§ **Document section**
— START —
[GitHub] [hive] kgyrtkirk commented on a change in pull request #2027: HIVE-24817: A "not in" clause returns incorrect data when there is co…

GitBox Tue, 02 Mar 2021 03:50:21 -0800


kgyrtkirk commented on a change in pull request #2027:
URL: https://github.com/apache/hive/pull/2027#discussion_r585391616




##########
File path: 
ql/src/java/org/apache/hadoop/hive/ql/parse/type/TypeCheckProcFactory.java
##########
@@ -1007,17 +1001,12 @@ protected T getXpathOrFuncExprNodeDesc(ASTNode node,
             T columnDesc = children.get(0);
             T valueDesc = interpretNode(columnDesc, children.get(i));
             if (valueDesc == null) {
-              if (hasNullValue) {
-                // Skip if null value has already been added
-                continue;
-              }
-              TypeInfo targetType = exprFactory.getTypeInfo(columnDesc);
+              // Keep original
+              TypeInfo targetType = exprFactory.getTypeInfo(children.get(i));
               if (!expressions.containsKey(targetType)) {
                 expressions.put(targetType, columnDesc);
               }
-              T nullConst = exprFactory.createConstantExpr(targetType, null);
-              expressions.put(targetType, nullConst);
-              hasNullValue = true;
+              expressions.put(targetType, children.get(i));
             } else {

Review comment:
       I was going thru here and there and I think there might be another way 
around this problem which could retain this optimization as well:
   * introduce a new `NOT` operator: which can be controlled to return 
true/false in case of null values
   * in case of filter expressions start using the new not operator; and switch 
mode below every `NOT` operator
   
   but this feels like a more complicated change - we should only do it if we 
loose important optimizations

##########
File path: 
ql/src/java/org/apache/hadoop/hive/ql/parse/type/TypeCheckProcFactory.java
##########
@@ -1007,17 +1001,12 @@ protected T getXpathOrFuncExprNodeDesc(ASTNode node,
             T columnDesc = children.get(0);
             T valueDesc = interpretNode(columnDesc, children.get(i));
             if (valueDesc == null) {
-              if (hasNullValue) {
-                // Skip if null value has already been added
-                continue;
-              }
-              TypeInfo targetType = exprFactory.getTypeInfo(columnDesc);
+              // Keep original
+              TypeInfo targetType = exprFactory.getTypeInfo(children.get(i));
               if (!expressions.containsKey(targetType)) {
                 expressions.put(targetType, columnDesc);
               }
-              T nullConst = exprFactory.createConstantExpr(targetType, null);
-              expressions.put(targetType, nullConst);
-              hasNullValue = true;
+              expressions.put(targetType, children.get(i));
             } else {
               TypeInfo targetType = exprFactory.getTypeInfo(valueDesc);
               if (!expressions.containsKey(targetType)) {

Review comment:
       this if statement has no effect - the map value will be overwritten 
anyway ; I wonder if we have a bug here

##########
File path: 
ql/src/java/org/apache/hadoop/hive/ql/parse/type/TypeCheckProcFactory.java
##########
@@ -1007,17 +1001,12 @@ protected T getXpathOrFuncExprNodeDesc(ASTNode node,
             T columnDesc = children.get(0);
             T valueDesc = interpretNode(columnDesc, children.get(i));
             if (valueDesc == null) {
-              if (hasNullValue) {
-                // Skip if null value has already been added
-                continue;
-              }
-              TypeInfo targetType = exprFactory.getTypeInfo(columnDesc);
+              // Keep original
+              TypeInfo targetType = exprFactory.getTypeInfo(children.get(i));
               if (!expressions.containsKey(targetType)) {
                 expressions.put(targetType, columnDesc);
               }
-              T nullConst = exprFactory.createConstantExpr(targetType, null);
-              expressions.put(targetType, nullConst);
-              hasNullValue = true;
+              expressions.put(targetType, children.get(i));

Review comment:
       for `IN` the original logic is valid as long as it's in 
`UnknownAs.FALSE` mode...but for `NOT IN` the correct interpretation would be 
`UnknownAs.TRUE`.
— END —
§ **Material supplied**
— START —
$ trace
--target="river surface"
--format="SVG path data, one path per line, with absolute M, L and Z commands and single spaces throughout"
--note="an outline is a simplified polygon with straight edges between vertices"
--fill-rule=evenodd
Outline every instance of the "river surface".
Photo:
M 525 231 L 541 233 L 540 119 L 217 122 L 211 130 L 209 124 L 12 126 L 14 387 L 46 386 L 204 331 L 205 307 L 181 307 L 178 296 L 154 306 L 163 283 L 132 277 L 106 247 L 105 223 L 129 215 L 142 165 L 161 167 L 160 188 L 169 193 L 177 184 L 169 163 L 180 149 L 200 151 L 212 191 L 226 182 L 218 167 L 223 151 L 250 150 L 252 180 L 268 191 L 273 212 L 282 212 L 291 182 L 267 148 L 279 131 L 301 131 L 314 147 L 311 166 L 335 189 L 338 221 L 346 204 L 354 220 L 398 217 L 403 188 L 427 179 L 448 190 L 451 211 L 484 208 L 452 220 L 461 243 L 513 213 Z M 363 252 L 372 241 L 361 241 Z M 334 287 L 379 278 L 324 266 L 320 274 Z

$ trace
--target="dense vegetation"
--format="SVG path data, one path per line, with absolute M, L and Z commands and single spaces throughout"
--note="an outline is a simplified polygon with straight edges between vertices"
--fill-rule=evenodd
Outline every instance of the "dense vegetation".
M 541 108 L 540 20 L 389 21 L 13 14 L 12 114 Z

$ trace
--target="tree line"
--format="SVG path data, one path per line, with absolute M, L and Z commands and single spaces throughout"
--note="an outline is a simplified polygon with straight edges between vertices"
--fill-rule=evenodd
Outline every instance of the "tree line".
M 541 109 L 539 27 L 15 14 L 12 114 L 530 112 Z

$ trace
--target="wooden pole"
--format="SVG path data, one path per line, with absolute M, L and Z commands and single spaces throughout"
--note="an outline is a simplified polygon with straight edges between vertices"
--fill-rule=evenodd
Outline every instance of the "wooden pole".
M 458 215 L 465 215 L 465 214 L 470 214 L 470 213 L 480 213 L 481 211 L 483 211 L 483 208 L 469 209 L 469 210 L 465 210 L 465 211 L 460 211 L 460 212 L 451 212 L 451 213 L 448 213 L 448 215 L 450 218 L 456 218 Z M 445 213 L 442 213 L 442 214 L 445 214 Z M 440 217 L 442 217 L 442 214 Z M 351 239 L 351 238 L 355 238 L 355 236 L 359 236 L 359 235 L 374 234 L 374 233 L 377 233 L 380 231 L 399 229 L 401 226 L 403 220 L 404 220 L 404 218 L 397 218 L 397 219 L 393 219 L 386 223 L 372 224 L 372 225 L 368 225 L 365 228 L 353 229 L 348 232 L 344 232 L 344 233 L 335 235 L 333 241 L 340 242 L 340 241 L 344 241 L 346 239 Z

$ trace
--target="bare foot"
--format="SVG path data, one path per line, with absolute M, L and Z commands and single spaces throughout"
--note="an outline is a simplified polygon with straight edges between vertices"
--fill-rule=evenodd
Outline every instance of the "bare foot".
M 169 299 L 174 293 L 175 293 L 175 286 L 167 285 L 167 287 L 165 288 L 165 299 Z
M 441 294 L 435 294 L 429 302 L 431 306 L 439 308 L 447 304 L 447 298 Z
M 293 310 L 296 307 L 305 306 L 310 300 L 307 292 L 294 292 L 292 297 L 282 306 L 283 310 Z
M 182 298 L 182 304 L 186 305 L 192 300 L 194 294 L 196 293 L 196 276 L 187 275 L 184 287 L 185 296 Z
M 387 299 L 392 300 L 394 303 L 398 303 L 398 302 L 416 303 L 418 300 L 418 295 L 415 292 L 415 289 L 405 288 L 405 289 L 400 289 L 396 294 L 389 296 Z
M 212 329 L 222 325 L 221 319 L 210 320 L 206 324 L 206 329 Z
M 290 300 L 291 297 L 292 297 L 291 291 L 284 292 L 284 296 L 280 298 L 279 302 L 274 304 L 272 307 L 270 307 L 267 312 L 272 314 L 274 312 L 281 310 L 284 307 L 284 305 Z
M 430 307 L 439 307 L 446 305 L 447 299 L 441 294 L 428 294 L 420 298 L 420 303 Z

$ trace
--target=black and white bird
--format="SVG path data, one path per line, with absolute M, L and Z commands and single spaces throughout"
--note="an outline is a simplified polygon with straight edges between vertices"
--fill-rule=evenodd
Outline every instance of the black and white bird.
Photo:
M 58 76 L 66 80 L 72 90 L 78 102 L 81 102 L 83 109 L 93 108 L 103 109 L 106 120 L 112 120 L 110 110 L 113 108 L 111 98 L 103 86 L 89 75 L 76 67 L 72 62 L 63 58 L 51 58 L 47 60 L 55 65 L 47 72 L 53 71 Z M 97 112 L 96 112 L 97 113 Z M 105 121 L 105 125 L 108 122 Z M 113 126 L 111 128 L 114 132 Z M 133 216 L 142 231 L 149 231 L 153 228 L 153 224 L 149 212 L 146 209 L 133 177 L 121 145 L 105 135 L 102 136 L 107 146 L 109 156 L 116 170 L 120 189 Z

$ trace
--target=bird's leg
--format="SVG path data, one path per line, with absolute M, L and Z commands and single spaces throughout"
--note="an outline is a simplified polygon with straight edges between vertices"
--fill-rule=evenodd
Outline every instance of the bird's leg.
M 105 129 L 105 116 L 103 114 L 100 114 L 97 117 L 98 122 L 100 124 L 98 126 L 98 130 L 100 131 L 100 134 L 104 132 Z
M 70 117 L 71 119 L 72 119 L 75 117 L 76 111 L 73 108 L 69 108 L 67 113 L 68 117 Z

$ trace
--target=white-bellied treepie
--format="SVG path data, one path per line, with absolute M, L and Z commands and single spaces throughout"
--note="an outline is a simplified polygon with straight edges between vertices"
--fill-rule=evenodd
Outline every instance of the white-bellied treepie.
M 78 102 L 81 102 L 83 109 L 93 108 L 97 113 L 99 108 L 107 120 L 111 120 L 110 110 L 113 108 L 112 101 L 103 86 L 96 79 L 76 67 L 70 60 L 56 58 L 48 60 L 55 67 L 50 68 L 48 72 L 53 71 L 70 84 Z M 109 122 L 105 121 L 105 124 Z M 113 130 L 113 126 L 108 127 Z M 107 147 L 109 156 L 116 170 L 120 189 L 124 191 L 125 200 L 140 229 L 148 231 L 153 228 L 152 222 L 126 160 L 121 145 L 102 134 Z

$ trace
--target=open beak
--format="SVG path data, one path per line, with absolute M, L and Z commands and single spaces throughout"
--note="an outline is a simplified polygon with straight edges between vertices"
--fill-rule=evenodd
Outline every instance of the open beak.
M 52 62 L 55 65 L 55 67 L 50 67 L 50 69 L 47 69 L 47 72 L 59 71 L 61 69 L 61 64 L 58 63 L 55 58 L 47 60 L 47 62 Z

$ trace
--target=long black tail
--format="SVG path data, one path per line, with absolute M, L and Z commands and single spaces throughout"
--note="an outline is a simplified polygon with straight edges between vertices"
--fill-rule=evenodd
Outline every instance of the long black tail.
— END —
§ **Problems to solve**
1 – In the code review, rewrite the comment that begins "I was going thru here and there" as a short list that keeps its main points.
2 – According to the code review, which mode would be the correct interpretation for `NOT IN`?

§ **Answers**
1 –
- There may be another way to solve the problem that also keeps this optimization.
- Add a new `NOT` operator that can be set to return true or false when values are null.
- In filter expressions, use the new operator and switch mode below every `NOT` operator.
- This is a more complicated change and should only be made if important optimizations would otherwise be lost.

2 – `UnknownAs.TRUE`